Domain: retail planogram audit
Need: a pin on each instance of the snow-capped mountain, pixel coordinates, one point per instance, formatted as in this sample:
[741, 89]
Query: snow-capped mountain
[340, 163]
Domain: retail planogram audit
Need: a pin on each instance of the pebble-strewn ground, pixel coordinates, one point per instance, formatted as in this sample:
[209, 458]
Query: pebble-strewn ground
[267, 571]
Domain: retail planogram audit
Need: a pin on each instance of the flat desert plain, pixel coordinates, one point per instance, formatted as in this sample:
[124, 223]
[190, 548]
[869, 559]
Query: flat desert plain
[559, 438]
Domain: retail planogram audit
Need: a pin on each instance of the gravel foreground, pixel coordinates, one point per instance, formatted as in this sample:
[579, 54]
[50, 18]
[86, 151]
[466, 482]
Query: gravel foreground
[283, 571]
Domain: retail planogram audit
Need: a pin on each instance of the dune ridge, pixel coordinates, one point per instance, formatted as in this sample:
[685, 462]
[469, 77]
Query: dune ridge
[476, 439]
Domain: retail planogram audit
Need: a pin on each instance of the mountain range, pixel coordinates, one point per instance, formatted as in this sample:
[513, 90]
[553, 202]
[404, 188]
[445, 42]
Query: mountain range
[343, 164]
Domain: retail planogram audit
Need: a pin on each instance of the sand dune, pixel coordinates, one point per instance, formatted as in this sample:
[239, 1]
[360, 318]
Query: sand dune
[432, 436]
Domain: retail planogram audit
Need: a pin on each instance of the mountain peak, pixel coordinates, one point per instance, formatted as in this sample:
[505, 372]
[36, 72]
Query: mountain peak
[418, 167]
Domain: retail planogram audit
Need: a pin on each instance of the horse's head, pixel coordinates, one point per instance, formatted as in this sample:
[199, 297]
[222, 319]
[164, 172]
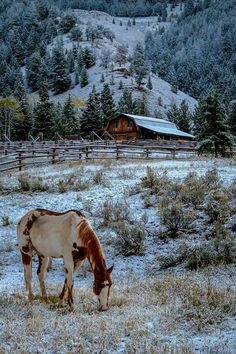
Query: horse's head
[101, 287]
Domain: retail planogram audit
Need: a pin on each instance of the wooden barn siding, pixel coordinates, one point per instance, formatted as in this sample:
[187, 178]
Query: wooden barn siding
[123, 131]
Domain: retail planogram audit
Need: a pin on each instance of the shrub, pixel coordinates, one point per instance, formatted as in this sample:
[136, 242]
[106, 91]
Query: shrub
[211, 178]
[130, 239]
[6, 220]
[193, 190]
[174, 216]
[61, 186]
[24, 181]
[31, 183]
[99, 177]
[217, 205]
[157, 183]
[113, 212]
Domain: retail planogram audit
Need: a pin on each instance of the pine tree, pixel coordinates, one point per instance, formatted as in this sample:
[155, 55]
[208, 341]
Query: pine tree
[125, 104]
[25, 127]
[44, 114]
[57, 126]
[107, 105]
[89, 58]
[139, 66]
[102, 78]
[140, 107]
[84, 78]
[69, 118]
[211, 129]
[91, 117]
[33, 66]
[184, 117]
[120, 87]
[232, 117]
[11, 117]
[149, 83]
[173, 114]
[121, 54]
[60, 77]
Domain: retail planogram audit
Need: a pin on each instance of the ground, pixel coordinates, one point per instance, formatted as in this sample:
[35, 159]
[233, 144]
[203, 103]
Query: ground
[151, 310]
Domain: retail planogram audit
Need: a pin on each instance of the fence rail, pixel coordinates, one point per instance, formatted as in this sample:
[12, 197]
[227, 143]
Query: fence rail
[19, 156]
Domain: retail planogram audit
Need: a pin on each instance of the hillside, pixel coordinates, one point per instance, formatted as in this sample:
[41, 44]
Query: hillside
[129, 36]
[29, 29]
[198, 53]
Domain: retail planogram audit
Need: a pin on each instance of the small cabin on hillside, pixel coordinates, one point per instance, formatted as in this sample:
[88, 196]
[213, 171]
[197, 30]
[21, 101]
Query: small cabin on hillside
[129, 126]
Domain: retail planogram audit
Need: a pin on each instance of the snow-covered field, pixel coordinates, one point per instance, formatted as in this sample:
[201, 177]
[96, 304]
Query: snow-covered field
[151, 310]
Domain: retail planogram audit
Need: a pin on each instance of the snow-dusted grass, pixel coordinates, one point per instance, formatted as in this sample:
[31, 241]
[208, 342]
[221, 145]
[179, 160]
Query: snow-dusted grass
[151, 310]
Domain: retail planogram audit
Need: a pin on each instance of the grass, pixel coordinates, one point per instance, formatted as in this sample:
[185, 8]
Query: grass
[141, 311]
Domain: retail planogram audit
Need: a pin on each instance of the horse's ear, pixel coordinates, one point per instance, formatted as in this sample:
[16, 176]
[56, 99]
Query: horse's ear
[109, 270]
[82, 252]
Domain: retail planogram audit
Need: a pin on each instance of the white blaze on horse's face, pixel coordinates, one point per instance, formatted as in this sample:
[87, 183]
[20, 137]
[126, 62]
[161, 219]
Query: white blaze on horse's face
[103, 297]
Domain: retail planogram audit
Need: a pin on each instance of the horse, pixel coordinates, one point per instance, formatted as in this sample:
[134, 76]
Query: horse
[66, 235]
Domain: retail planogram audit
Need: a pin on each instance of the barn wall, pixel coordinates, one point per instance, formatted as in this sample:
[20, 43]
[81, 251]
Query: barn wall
[122, 128]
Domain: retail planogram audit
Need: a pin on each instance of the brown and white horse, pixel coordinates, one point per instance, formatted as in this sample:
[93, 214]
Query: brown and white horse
[68, 235]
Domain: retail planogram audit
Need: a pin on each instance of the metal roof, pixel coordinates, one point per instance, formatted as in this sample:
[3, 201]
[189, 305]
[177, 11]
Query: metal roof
[158, 125]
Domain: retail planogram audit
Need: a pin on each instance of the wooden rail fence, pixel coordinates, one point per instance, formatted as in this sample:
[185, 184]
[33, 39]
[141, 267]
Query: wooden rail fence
[23, 156]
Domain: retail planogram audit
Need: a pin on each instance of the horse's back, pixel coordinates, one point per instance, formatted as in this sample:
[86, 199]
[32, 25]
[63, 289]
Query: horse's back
[50, 233]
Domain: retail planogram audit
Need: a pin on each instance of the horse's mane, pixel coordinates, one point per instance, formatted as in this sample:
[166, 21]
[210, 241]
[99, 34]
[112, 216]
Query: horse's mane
[90, 240]
[58, 213]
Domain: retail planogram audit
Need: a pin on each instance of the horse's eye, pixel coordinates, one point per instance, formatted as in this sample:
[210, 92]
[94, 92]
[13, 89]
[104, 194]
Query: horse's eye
[101, 286]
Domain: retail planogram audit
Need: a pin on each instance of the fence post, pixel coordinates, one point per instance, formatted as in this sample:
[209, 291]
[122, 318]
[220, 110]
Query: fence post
[53, 155]
[86, 153]
[20, 161]
[174, 152]
[117, 152]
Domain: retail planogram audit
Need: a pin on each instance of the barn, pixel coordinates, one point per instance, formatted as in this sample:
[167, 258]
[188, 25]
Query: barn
[129, 126]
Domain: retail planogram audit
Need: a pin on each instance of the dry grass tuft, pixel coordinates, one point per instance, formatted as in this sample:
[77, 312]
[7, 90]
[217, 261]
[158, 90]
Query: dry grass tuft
[140, 312]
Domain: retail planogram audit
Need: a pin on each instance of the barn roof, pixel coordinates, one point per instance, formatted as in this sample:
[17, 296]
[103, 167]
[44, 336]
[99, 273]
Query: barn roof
[158, 125]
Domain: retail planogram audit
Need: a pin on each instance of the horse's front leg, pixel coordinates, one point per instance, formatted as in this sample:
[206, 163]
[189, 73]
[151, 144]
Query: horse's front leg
[69, 282]
[43, 263]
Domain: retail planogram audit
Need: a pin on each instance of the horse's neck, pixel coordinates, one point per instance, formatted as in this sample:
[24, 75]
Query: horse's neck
[95, 253]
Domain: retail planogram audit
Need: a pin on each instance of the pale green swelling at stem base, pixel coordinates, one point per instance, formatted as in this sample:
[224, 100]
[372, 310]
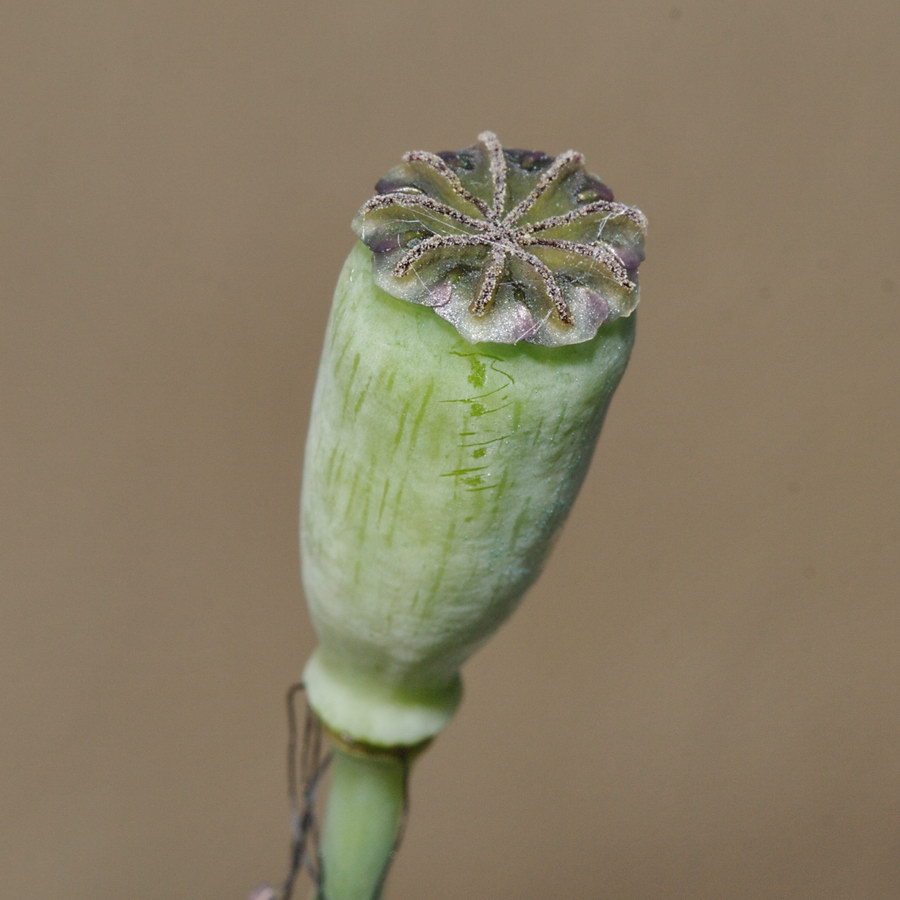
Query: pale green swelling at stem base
[437, 474]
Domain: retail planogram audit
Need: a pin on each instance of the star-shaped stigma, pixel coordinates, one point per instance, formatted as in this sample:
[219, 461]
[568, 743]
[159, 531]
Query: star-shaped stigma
[507, 245]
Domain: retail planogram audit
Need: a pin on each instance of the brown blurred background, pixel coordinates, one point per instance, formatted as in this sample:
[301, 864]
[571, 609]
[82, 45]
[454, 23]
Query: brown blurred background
[699, 699]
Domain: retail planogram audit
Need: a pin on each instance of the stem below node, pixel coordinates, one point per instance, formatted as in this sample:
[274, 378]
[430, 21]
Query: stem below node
[362, 821]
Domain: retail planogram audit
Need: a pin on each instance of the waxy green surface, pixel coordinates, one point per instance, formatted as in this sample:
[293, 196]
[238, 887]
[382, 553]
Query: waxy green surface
[437, 475]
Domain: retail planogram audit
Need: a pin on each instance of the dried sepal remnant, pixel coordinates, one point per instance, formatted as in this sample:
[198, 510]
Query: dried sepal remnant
[507, 245]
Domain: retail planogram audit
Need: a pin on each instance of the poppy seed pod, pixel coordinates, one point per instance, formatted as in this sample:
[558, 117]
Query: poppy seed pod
[478, 331]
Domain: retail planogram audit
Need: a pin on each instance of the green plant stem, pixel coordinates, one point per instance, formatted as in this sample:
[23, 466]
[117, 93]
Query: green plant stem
[362, 819]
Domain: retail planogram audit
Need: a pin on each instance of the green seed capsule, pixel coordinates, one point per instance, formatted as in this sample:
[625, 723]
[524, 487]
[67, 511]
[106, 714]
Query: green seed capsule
[438, 470]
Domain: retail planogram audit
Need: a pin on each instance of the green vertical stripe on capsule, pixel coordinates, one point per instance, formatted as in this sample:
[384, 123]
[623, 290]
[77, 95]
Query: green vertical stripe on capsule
[437, 474]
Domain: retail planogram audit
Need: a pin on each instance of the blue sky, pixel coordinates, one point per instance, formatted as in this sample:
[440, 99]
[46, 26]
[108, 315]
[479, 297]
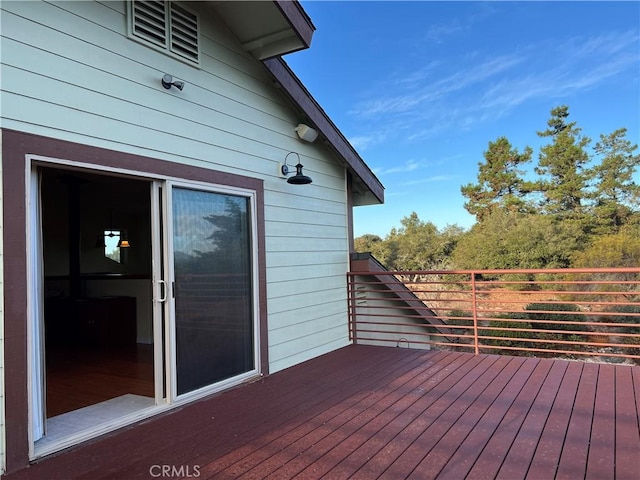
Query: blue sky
[420, 88]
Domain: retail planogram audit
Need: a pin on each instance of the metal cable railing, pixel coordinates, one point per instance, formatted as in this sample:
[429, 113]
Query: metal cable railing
[570, 313]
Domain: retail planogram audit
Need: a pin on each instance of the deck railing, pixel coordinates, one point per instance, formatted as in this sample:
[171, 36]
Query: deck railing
[570, 313]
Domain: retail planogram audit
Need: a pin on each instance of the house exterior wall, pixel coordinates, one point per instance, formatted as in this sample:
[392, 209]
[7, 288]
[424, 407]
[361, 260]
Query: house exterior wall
[2, 369]
[70, 72]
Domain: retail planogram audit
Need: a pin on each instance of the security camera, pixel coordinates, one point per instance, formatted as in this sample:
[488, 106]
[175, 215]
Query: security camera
[168, 82]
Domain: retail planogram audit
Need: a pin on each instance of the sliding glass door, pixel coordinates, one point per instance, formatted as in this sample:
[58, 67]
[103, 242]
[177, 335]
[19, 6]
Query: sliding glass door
[215, 332]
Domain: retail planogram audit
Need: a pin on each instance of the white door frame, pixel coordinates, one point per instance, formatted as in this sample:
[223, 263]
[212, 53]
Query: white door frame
[163, 302]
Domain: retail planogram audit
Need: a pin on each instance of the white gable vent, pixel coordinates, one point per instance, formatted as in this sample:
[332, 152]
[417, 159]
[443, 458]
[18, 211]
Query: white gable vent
[167, 25]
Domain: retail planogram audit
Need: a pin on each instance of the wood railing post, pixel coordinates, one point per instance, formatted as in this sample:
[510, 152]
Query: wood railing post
[474, 306]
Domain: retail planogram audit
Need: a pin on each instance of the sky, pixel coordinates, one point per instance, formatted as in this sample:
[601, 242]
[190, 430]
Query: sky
[421, 88]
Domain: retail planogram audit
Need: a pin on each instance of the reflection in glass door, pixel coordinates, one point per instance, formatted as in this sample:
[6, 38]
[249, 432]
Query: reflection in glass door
[212, 264]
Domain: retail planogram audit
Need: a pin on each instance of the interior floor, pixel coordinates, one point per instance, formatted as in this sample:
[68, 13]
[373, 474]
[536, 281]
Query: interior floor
[81, 376]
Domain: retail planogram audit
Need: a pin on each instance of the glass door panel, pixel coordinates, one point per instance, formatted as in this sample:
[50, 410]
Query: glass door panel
[212, 254]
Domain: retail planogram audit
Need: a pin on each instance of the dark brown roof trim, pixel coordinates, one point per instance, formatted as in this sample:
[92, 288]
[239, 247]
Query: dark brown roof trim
[298, 19]
[297, 93]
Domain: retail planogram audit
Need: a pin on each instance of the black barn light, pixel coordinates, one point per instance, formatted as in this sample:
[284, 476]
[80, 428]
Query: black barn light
[299, 178]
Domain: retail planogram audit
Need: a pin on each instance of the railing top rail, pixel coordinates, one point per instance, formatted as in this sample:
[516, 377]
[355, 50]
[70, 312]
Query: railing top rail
[502, 271]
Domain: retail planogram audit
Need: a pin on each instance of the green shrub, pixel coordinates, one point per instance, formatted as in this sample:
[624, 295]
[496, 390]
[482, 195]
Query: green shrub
[539, 318]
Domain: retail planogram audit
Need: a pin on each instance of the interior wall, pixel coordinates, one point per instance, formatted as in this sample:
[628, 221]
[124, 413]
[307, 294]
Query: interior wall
[105, 202]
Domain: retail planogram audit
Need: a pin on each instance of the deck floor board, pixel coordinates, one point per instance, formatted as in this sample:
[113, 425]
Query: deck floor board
[365, 412]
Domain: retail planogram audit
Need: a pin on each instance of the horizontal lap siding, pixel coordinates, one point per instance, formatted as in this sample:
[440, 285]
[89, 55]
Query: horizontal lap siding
[72, 73]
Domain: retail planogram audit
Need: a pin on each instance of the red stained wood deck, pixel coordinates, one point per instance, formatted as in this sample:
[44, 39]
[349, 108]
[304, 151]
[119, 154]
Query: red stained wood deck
[373, 412]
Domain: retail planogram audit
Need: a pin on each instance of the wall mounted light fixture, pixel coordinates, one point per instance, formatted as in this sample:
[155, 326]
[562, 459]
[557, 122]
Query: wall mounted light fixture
[299, 178]
[306, 133]
[168, 82]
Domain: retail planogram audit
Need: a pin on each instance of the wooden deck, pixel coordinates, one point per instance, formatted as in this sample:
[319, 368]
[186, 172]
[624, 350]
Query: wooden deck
[375, 412]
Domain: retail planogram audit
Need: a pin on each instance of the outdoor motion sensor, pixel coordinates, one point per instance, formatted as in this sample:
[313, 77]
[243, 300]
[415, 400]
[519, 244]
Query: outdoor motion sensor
[306, 133]
[168, 82]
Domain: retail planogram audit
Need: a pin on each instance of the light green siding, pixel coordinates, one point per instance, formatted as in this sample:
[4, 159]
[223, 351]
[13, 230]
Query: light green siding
[70, 72]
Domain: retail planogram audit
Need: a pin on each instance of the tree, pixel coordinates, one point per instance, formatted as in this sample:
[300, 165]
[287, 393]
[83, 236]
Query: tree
[366, 243]
[500, 182]
[508, 240]
[606, 251]
[615, 194]
[416, 245]
[561, 164]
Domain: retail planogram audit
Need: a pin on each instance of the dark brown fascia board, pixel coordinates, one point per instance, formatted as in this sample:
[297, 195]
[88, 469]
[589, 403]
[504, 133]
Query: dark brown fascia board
[298, 19]
[297, 93]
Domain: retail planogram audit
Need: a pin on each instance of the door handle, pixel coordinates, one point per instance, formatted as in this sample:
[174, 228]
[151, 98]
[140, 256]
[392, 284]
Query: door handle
[163, 290]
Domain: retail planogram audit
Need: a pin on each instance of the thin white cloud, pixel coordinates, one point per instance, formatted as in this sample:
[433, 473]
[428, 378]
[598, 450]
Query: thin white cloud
[492, 87]
[432, 179]
[408, 166]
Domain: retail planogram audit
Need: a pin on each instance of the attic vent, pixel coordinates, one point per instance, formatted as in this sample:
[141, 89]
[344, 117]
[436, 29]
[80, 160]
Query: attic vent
[167, 25]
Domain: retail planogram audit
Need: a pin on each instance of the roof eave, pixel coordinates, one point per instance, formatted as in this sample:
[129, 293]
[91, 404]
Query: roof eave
[298, 94]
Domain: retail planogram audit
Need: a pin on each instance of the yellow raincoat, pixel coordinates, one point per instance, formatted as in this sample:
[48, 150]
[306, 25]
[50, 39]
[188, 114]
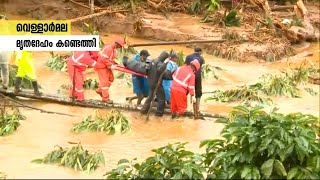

##########

Gather every line in the records above that contains the string "plain", and list each one in full.

FINAL RESULT
Need: a pin on each instance of the flat desert plain, pixel coordinates, one point per instance, formatted as in this sample:
Query: flat desert plain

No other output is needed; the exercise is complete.